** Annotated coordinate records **
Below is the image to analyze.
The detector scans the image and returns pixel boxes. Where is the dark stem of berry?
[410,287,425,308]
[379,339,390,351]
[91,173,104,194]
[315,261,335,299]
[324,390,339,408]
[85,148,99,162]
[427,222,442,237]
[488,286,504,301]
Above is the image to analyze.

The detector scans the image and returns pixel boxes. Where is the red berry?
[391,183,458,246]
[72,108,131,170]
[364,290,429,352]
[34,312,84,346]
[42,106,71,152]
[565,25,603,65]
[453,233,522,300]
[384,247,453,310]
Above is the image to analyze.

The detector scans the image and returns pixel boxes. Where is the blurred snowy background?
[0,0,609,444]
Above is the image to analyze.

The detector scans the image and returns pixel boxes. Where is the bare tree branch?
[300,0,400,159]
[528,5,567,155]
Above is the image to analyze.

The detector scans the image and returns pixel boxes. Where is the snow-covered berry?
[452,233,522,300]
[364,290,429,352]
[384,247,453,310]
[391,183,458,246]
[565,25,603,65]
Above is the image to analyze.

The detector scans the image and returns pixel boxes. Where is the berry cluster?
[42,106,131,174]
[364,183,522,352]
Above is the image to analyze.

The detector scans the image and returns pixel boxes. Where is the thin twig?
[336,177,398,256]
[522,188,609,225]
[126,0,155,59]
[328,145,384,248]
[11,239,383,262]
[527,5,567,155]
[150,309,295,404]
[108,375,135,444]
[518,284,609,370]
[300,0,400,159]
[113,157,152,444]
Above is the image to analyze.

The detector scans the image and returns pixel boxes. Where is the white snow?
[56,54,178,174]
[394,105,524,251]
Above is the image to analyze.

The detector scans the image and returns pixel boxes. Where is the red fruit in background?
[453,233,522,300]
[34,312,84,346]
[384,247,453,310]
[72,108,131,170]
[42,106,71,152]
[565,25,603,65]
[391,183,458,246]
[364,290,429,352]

** TASK GOAL **
Give only the number of lines in the items above that contain the string "berry". Case counts.

** EXERCISE OUTPUT **
4